• Task requirements: Update the data below, swapping each "marker" for "dot" and keeping everything else the same. Leave the pictures out of your answer.

• Input records:
— begin —
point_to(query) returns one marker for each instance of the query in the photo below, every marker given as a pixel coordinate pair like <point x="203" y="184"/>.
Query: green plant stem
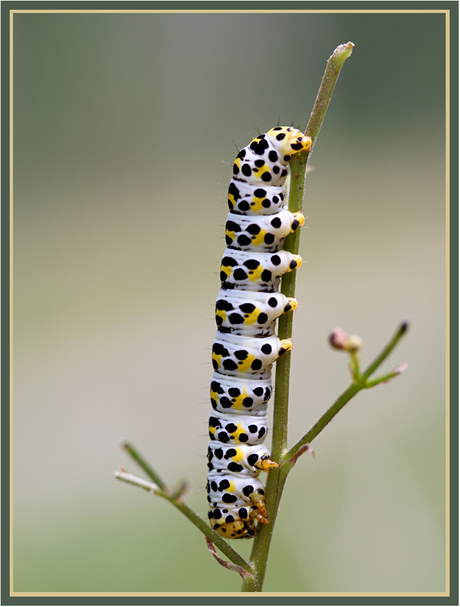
<point x="161" y="488"/>
<point x="360" y="383"/>
<point x="277" y="478"/>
— end —
• Complete response:
point_to(query) returns one dot for each instance of the query in the photo below, every dot given as a pixel coordinate pair like <point x="203" y="184"/>.
Query: green plant stem
<point x="161" y="488"/>
<point x="360" y="383"/>
<point x="277" y="478"/>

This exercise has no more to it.